Start of PROVIDED INFORMATION

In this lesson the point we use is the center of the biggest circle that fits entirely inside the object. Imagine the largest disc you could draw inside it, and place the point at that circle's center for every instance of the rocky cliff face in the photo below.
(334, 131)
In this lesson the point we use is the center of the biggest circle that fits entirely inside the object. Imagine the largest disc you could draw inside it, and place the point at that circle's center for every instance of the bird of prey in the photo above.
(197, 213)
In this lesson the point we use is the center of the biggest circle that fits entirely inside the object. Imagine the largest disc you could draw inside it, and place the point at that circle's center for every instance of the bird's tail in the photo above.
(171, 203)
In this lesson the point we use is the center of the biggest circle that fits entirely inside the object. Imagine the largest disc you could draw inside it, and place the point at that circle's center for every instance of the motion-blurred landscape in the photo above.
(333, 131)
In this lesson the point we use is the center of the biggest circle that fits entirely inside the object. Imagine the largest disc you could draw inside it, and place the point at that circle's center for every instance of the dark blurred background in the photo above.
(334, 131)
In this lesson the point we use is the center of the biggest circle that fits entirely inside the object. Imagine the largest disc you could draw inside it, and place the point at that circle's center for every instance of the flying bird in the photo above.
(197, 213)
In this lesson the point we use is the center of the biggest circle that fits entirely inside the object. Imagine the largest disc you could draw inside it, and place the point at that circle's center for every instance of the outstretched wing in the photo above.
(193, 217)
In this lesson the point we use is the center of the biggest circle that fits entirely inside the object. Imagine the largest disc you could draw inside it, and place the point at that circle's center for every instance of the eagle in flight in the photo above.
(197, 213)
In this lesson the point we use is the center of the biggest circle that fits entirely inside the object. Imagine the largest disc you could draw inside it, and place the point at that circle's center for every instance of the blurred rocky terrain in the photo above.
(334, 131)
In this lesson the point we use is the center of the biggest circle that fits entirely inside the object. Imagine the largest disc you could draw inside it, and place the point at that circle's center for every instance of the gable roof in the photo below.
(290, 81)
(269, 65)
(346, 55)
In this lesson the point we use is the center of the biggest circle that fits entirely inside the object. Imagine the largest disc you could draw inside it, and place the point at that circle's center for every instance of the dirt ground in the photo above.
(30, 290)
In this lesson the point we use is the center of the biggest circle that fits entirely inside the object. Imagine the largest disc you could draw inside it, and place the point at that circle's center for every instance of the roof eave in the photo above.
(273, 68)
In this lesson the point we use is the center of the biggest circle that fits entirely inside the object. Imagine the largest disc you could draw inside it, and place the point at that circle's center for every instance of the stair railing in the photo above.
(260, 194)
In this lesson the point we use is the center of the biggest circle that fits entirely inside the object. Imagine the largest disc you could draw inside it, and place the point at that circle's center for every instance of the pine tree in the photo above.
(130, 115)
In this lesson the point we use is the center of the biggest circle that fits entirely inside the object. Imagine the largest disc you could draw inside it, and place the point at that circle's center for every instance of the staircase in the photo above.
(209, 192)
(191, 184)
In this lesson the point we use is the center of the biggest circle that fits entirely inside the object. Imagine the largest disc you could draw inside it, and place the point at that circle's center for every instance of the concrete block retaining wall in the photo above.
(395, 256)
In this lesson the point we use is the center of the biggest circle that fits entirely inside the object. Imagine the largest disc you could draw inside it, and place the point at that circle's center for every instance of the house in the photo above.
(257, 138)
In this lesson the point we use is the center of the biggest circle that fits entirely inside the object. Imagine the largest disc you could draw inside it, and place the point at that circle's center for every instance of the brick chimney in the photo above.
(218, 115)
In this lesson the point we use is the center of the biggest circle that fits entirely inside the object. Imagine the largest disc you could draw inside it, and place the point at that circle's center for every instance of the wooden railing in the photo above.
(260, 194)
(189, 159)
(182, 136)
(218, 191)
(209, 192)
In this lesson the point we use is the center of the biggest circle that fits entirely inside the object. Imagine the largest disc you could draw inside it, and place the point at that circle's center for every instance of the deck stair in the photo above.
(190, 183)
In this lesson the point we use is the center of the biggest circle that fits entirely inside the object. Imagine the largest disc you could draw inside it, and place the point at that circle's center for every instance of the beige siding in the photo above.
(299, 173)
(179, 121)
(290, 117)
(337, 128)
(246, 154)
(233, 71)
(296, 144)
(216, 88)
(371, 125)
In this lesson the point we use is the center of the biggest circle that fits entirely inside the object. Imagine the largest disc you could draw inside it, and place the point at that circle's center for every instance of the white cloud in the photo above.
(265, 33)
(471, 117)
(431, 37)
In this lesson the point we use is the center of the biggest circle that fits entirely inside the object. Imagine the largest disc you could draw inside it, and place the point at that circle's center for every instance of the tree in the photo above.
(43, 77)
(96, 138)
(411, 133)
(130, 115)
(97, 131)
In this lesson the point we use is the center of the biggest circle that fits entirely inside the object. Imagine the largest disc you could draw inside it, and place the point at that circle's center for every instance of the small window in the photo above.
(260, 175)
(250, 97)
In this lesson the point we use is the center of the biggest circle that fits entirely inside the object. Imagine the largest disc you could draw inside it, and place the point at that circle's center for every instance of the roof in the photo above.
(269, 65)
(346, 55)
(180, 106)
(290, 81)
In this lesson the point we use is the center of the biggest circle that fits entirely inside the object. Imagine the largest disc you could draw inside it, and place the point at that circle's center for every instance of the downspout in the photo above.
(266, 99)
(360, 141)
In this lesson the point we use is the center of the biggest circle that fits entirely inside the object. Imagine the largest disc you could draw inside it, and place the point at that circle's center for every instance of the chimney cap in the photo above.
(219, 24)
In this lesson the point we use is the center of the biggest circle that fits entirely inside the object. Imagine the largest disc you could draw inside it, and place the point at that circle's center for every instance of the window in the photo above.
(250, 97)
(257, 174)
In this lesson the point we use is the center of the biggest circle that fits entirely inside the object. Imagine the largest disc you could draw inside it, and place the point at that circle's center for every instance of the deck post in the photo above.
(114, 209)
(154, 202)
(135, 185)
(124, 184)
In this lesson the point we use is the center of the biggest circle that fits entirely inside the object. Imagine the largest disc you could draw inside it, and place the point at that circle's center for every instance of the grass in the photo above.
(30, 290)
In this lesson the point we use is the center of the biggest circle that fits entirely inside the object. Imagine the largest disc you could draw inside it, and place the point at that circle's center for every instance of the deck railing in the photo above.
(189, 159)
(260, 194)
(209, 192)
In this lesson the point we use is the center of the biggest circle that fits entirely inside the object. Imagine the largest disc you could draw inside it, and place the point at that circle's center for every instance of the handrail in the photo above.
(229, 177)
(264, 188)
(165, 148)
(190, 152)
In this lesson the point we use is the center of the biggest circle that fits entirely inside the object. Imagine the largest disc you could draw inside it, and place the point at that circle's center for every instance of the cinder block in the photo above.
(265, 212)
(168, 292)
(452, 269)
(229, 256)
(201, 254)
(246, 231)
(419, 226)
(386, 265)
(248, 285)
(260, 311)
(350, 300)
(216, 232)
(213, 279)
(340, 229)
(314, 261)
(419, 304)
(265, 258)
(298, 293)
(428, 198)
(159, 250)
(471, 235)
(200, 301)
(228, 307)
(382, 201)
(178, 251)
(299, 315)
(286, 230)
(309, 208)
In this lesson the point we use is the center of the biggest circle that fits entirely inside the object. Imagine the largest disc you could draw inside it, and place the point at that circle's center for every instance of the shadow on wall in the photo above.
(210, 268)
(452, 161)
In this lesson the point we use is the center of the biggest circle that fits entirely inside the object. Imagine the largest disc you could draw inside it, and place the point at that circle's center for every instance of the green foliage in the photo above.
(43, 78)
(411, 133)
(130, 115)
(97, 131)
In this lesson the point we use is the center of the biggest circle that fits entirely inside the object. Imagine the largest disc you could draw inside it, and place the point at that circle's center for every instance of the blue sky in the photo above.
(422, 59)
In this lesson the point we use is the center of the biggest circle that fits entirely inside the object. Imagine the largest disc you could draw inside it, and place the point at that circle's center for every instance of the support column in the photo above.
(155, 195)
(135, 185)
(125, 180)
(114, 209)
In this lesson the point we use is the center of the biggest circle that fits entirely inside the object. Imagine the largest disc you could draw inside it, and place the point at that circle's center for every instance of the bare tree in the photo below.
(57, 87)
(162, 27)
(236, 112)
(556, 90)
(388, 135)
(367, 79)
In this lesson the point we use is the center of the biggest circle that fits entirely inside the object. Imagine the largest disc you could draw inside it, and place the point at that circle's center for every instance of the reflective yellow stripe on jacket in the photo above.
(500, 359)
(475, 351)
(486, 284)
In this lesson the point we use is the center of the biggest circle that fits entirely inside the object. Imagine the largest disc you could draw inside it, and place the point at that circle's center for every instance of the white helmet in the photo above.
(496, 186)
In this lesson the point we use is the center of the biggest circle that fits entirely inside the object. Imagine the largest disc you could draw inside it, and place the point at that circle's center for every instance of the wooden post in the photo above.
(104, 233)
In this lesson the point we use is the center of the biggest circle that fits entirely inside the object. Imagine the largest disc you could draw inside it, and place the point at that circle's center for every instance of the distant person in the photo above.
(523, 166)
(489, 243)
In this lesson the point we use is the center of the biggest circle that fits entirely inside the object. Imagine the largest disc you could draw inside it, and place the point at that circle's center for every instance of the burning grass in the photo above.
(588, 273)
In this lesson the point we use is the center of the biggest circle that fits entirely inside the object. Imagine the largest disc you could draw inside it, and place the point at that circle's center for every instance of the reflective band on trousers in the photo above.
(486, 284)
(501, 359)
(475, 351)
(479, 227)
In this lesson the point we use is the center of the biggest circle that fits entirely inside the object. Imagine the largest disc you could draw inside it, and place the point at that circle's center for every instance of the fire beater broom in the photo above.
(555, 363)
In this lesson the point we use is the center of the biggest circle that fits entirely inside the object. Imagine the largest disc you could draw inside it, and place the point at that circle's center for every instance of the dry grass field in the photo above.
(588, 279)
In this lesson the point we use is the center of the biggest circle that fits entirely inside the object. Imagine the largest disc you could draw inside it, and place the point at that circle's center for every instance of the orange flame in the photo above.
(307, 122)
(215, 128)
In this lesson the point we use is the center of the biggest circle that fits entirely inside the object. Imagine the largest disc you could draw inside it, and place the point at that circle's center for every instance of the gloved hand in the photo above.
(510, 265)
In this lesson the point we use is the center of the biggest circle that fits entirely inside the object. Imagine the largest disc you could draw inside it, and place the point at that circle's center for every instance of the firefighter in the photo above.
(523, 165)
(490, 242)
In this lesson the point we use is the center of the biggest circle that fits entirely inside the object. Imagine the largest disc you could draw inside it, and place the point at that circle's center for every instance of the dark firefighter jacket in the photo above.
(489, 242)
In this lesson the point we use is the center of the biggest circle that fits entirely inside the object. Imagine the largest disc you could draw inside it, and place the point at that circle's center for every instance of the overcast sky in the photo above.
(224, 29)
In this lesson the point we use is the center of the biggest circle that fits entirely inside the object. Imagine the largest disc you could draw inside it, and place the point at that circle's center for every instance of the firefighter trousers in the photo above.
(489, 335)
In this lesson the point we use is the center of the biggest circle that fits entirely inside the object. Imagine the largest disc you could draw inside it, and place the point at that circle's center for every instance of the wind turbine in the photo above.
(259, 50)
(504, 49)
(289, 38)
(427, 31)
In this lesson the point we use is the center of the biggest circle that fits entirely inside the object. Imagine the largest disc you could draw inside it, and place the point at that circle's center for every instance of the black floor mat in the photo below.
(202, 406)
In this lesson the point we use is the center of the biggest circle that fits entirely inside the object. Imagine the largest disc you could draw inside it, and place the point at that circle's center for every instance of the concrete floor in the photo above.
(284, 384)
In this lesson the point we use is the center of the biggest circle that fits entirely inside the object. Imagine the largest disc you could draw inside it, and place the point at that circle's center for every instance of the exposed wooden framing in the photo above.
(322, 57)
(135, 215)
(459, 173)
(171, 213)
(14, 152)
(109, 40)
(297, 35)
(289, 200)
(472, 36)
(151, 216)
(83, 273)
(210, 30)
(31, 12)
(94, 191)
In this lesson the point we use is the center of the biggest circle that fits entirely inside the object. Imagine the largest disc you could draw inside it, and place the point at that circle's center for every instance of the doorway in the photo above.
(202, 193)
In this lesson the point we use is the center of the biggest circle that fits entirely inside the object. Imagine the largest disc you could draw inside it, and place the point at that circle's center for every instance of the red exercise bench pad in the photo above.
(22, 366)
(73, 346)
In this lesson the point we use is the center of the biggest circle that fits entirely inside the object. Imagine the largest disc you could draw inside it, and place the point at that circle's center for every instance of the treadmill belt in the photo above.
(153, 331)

End of PROVIDED INFORMATION

> REQUIRED WORK: Pull out every line from the one with "mat in the photo below." to the end of the listing, and output only those.

> SOLUTION TO THE PROBLEM:
In this lesson the point we use is the center of the biggest circle that fits entirely inside the object. Imagine the largest disc you could draw inside it, and place the point at that circle's center for every instance of the black floor mat in the photo below.
(202, 406)
In this lesson the point we use is the center of the biggest circle that fits entirely inside the object. Imagine the largest disc you could draw inside it, and place the point at that circle's center for every instance of the concrete floor in the photo above.
(284, 384)
In this lesson the point we use is the center of the biggest circle that fits entirely inside the object. Imagine the largest disc you could draw inside it, and place the point at that circle's center for every instance of the exposed wooden framing in the photo above.
(322, 57)
(135, 215)
(459, 173)
(171, 213)
(14, 152)
(109, 40)
(297, 35)
(289, 200)
(472, 36)
(151, 216)
(83, 273)
(210, 30)
(31, 12)
(94, 191)
In this lesson the point we use is the center of the biggest circle that fits entirely inside the object. Imagine the largest disc you could draw inside it, and place the point at that circle's center for every instance of the doorway in the photo above.
(202, 193)
In this lesson the point we use is the center of the biggest circle that fits entirely inside the object. Imagine the largest disc you could draw inside it, and place the point at that circle's center for every instance of the red exercise bench pad in the photo above.
(22, 366)
(73, 346)
In this lesson the point we use is the center of the biggest circle that fits entirely inside the object. Imagine the largest disc you could draw inside it, and place the point at that circle's center for every instance of the treadmill belt in the photo above.
(153, 331)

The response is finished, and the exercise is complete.